■ **Page extract**
■ ■ ■ ■ ■

# My New Album (Sound Files)



## nightrideproductions (Oct 25, 2007)

Hey..I just finished uploading all of my personal files onto a website for you to use. It's located here, and has 5 albums (Backgrounds & Atmosphere, My Past Haunt Scenes, Sound Effects, Songs & Themes, and Haunted Stories), with 202 files in all. I will add more songs as i come across them. Let me know if there are any errors or bugs. Thank You.


----------



## Haunted Bayou (Feb 16, 2007)

Just downloaded some files. Thanks!


----------



## spideranne (Jul 17, 2006)

Very cool, thanks!


----------



## ghost37 (Jul 30, 2008)

Thanks so much for the files.


----------



## CreepyCanmore (Mar 27, 2007)

Grabbed some. Thanks for sharing.


----------



## Professor Vlad (Sep 1, 2008)

Most Impressive looks like my list of sounds and songs lol any chance you could find some pirate sounds for me lol i have an item i need some disembodied Pirate sounds for.


----------



## sparky (Dec 7, 2006)

Thank you for sharing.......I aquired some of those from you..Thank you!!!!!


----------



## Holyhabanero (Aug 9, 2007)

Great sounds. Thanks!


----------



## Frighteners Entertainment (Jan 24, 2006)

Just looking at what you have, my only concern would be copy righted material.
This is all safe material?


----------



## nightrideproductions (Oct 25, 2007)

Frighteners Entertainment said:


> Just looking at what you have, my only concern would be copy righted material.
> This is all safe material?


yeah (i hope)..some of the sounds are from websites that didnt have copyright info on them, and others are from Drew's Famous, and can be shared for personal use only. Most of the others are my own mixes with sounds from freesound.org which has a creative commons license (you are free to copy, distribute and transmit the work)


----------



## meltdown211 (Aug 2, 2007)

I would be VERY careful with what you are distributing as many of your songs are copyrighted. Ghostbusters, monster mash, Silence of the lambs and most of the others. Even if the site that YOU got them from did not have any copyright information, does not mean they are not copyrighted. The admins here have contacted me a few times to make sure the material on my site is public domain and free. Zombie-F will want to know if you have the rights to all of the copyrighted material on your site.

My suggestion is to remove the "songs" folder altogether to protect yourself and the forum board so there is no question about distribution of these files. They dont consider ignorance a valid defence against copyright violations. 

Not trying to be a jerk here, just want to make sure we are all protected and safe.

Melty


----------



## grim reaper (Aug 18, 2005)

hey these are great thanks for sharing, one problem i downloaded the ticking clock sound and i cant seem to play it i just keep getting told its an unsupported file type, do you have another version of this but in mp3 ? thanks


----------



## Aelwyn (Jul 7, 2008)

Awesome! I LOOOOVE the seance one.


----------



## davy2 (Sep 10, 2008)

good stuff, thanks!


----------

■ ■ ■ ■ ■

■ **Extracted entries**
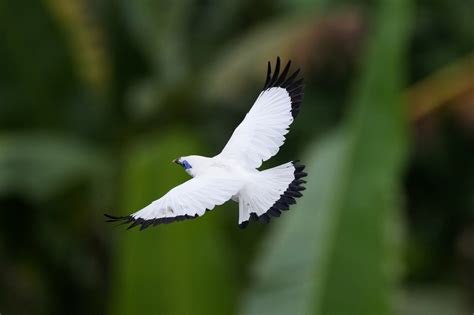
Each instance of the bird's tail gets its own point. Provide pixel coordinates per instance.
(270, 192)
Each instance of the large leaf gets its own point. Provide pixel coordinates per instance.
(42, 165)
(336, 255)
(163, 270)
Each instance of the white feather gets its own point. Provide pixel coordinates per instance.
(262, 132)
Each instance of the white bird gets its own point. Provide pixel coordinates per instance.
(233, 173)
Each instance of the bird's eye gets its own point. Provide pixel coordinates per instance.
(186, 165)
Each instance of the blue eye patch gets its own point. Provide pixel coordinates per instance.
(186, 165)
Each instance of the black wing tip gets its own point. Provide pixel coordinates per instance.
(287, 199)
(293, 85)
(143, 223)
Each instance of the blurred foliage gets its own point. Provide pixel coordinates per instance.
(353, 183)
(93, 99)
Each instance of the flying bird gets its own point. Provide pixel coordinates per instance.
(233, 173)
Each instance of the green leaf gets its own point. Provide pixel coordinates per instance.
(335, 254)
(164, 269)
(42, 165)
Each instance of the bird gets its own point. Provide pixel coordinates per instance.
(234, 173)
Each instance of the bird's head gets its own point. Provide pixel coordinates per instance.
(191, 164)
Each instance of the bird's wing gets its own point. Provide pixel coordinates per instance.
(262, 132)
(186, 201)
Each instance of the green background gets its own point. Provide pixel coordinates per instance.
(97, 97)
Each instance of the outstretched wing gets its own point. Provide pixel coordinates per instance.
(186, 201)
(262, 132)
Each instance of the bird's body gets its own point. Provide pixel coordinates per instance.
(233, 173)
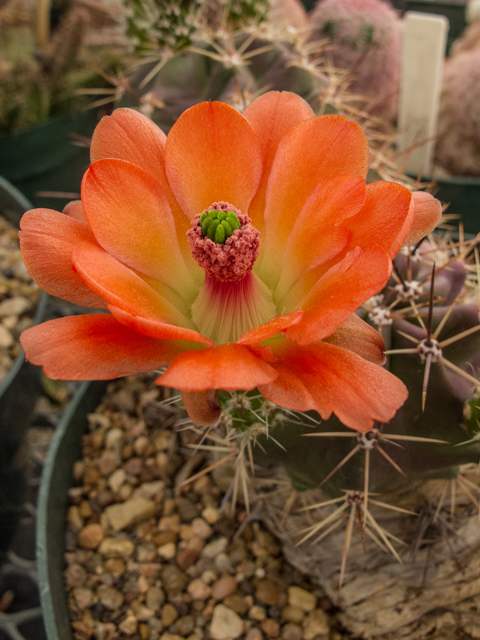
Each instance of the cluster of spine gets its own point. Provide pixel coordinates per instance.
(458, 145)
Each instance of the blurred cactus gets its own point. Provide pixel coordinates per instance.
(365, 38)
(458, 144)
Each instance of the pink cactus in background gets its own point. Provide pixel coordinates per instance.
(458, 145)
(366, 35)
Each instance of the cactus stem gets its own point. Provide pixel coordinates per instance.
(461, 372)
(459, 336)
(426, 376)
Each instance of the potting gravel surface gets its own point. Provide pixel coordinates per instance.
(148, 559)
(18, 296)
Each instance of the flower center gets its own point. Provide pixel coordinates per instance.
(224, 242)
(232, 299)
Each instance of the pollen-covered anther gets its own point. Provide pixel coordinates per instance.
(224, 242)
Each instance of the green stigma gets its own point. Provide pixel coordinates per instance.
(219, 225)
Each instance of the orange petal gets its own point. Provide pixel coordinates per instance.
(343, 288)
(361, 338)
(74, 210)
(227, 366)
(212, 154)
(202, 407)
(155, 329)
(314, 240)
(94, 347)
(272, 115)
(427, 212)
(129, 135)
(47, 239)
(385, 218)
(271, 328)
(316, 149)
(329, 379)
(131, 219)
(120, 286)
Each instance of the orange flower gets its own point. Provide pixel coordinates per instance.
(304, 243)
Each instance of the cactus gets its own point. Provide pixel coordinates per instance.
(366, 40)
(458, 144)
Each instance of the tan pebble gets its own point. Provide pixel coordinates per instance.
(110, 597)
(301, 598)
(154, 598)
(209, 576)
(185, 625)
(226, 624)
(143, 613)
(224, 587)
(75, 575)
(292, 631)
(169, 614)
(201, 528)
(167, 551)
(266, 592)
(114, 439)
(237, 602)
(212, 549)
(210, 514)
(316, 624)
(133, 466)
(14, 306)
(85, 509)
(257, 613)
(146, 552)
(84, 598)
(187, 557)
(169, 523)
(90, 536)
(129, 625)
(270, 628)
(74, 518)
(10, 321)
(151, 490)
(199, 590)
(292, 613)
(164, 537)
(115, 566)
(150, 569)
(125, 491)
(6, 338)
(130, 512)
(114, 547)
(186, 532)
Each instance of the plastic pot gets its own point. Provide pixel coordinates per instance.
(18, 394)
(52, 507)
(44, 158)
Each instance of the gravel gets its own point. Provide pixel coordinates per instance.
(149, 560)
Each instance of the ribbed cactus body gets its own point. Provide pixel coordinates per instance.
(366, 40)
(458, 144)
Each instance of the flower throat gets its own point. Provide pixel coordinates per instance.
(232, 299)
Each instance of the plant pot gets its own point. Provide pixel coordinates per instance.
(18, 394)
(45, 158)
(52, 507)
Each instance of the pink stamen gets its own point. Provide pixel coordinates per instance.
(229, 262)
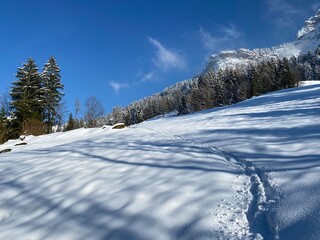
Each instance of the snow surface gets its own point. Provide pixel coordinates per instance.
(247, 171)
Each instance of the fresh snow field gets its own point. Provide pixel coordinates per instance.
(247, 171)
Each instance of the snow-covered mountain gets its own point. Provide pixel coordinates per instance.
(246, 171)
(308, 39)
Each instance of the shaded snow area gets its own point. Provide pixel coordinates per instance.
(248, 171)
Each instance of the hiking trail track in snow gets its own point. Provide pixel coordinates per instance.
(260, 210)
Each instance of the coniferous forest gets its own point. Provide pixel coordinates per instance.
(33, 105)
(224, 87)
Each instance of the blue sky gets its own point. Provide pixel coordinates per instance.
(121, 51)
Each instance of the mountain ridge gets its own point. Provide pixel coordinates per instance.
(308, 39)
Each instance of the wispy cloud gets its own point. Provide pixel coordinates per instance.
(290, 13)
(315, 6)
(166, 59)
(225, 37)
(117, 86)
(147, 77)
(283, 12)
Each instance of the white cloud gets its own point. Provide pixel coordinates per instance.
(230, 31)
(166, 59)
(287, 13)
(117, 86)
(315, 6)
(147, 77)
(207, 39)
(226, 39)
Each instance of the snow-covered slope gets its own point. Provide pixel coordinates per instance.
(247, 171)
(308, 39)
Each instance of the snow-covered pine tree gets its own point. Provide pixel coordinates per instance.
(52, 86)
(27, 97)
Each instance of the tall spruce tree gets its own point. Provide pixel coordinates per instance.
(51, 83)
(27, 95)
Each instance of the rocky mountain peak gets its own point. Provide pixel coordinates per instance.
(311, 28)
(308, 39)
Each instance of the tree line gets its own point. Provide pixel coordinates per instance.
(32, 106)
(224, 87)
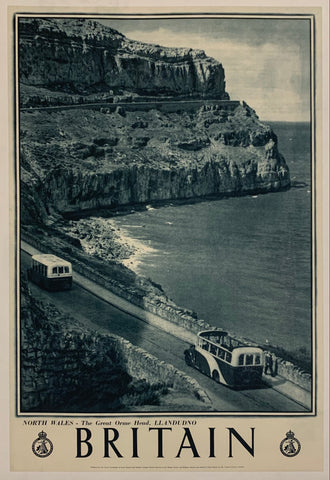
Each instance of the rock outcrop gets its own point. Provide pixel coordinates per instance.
(84, 56)
(73, 160)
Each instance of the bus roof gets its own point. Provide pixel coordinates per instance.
(49, 259)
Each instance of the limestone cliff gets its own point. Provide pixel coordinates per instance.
(81, 55)
(73, 160)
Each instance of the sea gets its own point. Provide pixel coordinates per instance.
(244, 263)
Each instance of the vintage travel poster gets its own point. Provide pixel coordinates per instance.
(168, 249)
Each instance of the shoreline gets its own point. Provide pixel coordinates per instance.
(139, 248)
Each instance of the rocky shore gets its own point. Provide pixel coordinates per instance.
(80, 160)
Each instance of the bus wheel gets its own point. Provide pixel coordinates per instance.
(215, 376)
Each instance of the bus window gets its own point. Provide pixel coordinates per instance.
(204, 345)
(249, 360)
(213, 349)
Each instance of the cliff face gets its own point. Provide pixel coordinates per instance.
(74, 162)
(79, 159)
(85, 56)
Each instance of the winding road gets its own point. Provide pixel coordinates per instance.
(94, 312)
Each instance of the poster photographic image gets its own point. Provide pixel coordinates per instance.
(167, 240)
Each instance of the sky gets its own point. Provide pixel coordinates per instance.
(266, 61)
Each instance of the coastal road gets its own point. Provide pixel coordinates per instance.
(104, 317)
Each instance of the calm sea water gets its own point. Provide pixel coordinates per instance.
(241, 263)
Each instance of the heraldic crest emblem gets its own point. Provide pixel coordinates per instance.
(290, 446)
(42, 446)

■ ■ ■ ■ ■

■ **Required tasks**
a: In the forum thread about the shared sound files, how many files did the uploader say the website held in all?
b: Revise the records from the line containing "Each instance of the calm" down to the end of the records, changing "heraldic crest emblem" to "coat of arms" and keeping everything else the same. Give back only those lines.
The forum thread and the records have nothing to do with each other.

■ **Worked solutions**
a: 202 files.

b:
Each instance of the calm sea water gets its own point. Provide pixel coordinates per instance.
(241, 263)
Each instance of the coat of arms gets its own point. Provide pixel coordinates per instance.
(290, 446)
(42, 446)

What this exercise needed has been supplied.